> _Directive_:
Extract every line of the data below that contains the string "house".

Dataset records:
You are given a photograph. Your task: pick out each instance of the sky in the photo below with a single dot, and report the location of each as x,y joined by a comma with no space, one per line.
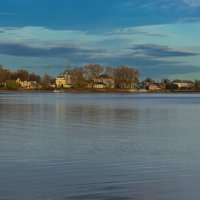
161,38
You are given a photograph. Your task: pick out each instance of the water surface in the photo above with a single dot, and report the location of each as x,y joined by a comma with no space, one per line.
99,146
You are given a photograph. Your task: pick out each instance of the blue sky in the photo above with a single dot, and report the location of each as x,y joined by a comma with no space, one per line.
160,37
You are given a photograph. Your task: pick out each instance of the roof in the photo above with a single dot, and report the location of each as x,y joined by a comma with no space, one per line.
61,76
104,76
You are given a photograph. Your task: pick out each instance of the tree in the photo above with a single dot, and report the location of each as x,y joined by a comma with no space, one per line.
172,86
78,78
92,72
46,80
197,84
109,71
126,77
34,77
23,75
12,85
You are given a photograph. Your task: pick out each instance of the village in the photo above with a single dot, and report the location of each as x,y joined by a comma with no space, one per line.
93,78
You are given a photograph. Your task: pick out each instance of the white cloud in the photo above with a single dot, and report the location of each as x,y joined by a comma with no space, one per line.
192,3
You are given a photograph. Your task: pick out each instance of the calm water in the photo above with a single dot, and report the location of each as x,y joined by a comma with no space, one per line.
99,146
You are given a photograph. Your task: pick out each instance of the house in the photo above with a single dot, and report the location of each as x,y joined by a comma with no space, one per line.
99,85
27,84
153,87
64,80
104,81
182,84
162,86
==
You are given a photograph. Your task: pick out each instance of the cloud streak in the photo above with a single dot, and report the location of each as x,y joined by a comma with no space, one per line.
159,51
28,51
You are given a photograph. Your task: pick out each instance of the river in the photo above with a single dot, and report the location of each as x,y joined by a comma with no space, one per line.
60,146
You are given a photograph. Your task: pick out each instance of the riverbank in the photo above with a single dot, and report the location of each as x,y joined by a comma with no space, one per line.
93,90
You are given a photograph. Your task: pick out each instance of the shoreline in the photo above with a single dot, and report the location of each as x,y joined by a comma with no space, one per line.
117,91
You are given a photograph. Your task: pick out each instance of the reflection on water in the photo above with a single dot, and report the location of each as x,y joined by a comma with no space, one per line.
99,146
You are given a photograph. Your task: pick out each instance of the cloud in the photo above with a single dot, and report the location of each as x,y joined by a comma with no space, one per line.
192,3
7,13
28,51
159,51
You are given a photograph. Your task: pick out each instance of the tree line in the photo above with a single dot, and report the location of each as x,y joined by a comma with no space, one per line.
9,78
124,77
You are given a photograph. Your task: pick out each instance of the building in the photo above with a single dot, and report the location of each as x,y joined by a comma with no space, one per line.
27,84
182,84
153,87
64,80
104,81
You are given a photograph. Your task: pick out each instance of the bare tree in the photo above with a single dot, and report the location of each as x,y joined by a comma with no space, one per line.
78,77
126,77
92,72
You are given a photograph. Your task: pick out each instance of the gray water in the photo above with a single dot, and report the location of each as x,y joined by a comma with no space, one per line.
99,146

> _Worked solution_:
You are given a photograph. Your task: pick out each instance of the house in the photo above with a single dot, and report the location of each as x,y joined by a comma with no space, one per line.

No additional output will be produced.